- [Problem details]: Transcribe all of the material below word for word and leave out its pictures.

- [Task input]:
+--

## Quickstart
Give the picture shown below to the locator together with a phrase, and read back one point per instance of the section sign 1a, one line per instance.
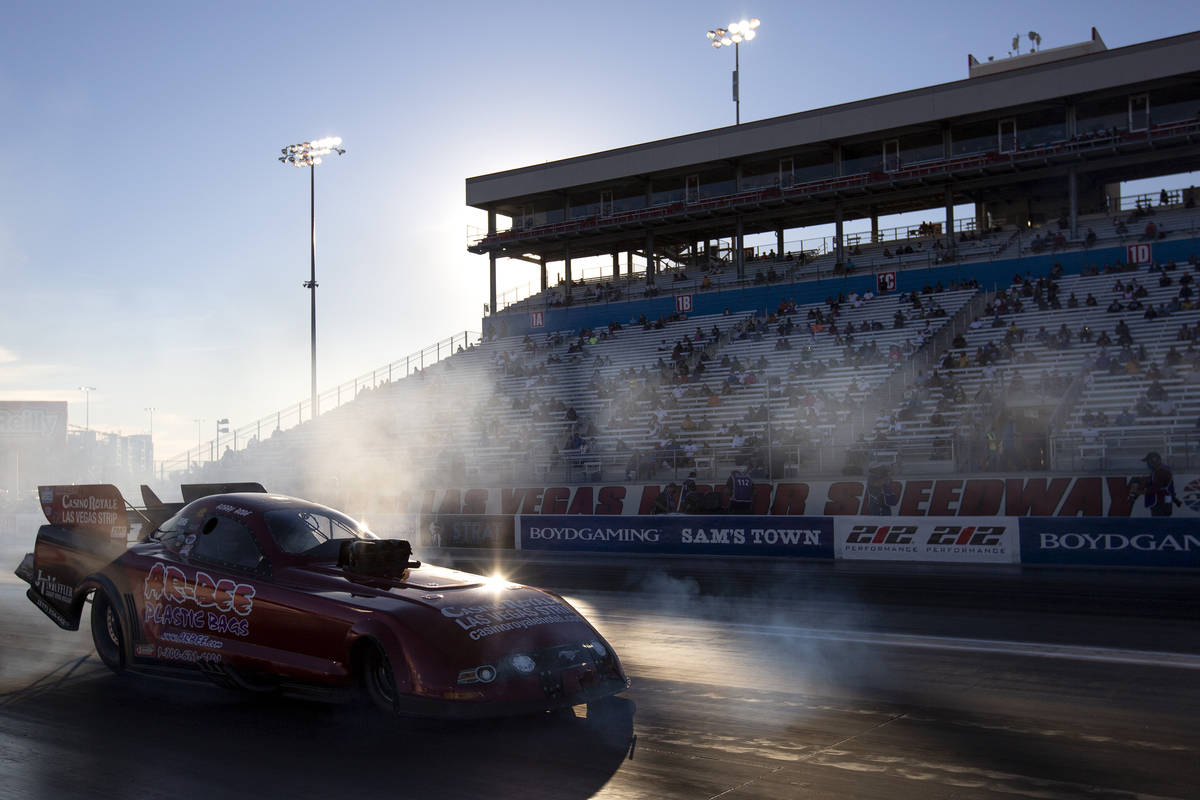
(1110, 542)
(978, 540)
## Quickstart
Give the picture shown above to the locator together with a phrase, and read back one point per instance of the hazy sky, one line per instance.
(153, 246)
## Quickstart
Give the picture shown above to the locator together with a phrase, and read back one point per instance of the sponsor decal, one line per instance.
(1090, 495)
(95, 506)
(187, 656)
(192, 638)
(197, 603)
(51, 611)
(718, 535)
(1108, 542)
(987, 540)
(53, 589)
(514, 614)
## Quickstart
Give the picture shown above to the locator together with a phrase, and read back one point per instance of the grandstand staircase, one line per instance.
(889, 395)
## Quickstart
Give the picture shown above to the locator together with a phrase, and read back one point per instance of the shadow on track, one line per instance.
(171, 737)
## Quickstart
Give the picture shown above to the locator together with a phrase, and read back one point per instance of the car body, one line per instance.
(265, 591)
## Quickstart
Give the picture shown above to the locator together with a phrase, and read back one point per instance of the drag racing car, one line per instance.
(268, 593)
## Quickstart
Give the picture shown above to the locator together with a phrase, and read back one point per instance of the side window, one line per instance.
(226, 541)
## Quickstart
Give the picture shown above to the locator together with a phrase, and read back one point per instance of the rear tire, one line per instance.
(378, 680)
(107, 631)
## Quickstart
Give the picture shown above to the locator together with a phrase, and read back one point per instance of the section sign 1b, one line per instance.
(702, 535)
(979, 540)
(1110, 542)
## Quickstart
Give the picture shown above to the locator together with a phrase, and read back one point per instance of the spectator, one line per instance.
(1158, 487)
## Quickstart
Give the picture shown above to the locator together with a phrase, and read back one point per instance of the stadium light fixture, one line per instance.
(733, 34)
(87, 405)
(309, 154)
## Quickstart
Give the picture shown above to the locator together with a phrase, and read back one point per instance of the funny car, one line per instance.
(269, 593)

+--

- [Complete answer]:
## Quickstart
Give the picture shown below to the locator together with a phrase, and read back one point per instance of the section sign 1a, one line per instance.
(1110, 542)
(978, 540)
## Quickstart
Give the picture shown above to the locator together with a phrase, and read back one point per instance of the hazy sky, one line per instance.
(153, 246)
## Quickstart
Give the picture shown above to the locator together with a phrase, and read back one point per instance of the sponsor decal, one line per instance.
(1090, 495)
(95, 506)
(187, 656)
(192, 638)
(197, 603)
(51, 611)
(718, 535)
(1108, 542)
(987, 540)
(53, 589)
(514, 614)
## Quickstart
Give the picture shown above to the locator together with a phrase, and read back one point per instance of the grandstand staircase, one line per instance.
(889, 395)
## Quickstart
Give the picture shown above to the locator together with a phrase, and read back one point per instance of the shadow on track, one line per instance.
(171, 737)
## Quickstart
Give the picture shown above to the locator together with a phrase, and read back one point per instance of the car body, one line per instance.
(265, 591)
## Quickstart
Give the picture shown above to the locator together with a phrase, and read back one point per instance of the drag racing car, one line per instance.
(268, 593)
## Quickstart
Give the picture shown above to the locator together with a phrase, and read back one point per instance of the side window, one line per instance.
(226, 541)
## Quickstart
Give the picture shown above to the locator together with a phrase, and read back one point per instance of the rear tire, one line per instance.
(378, 680)
(107, 631)
## Quickstart
Give the picture shown above to the locator together with a phrase, and read back one point per instance of the section sign 1b, one line per instance.
(702, 535)
(979, 540)
(1110, 542)
## Quickstart
Give the picture shown above to the locator together with a phrase, and read back one point per instance of the spectator, one line per instance.
(1158, 487)
## Quickstart
Give the picture shown above to the locator together with a phrase, and read back one point per instance of the stadium light fixture, one line per instance.
(733, 34)
(87, 405)
(309, 154)
## Quickstart
Give the picture shown above to the locator together with a phrase, and read back one point per instance of the funny car, one line per instance.
(269, 593)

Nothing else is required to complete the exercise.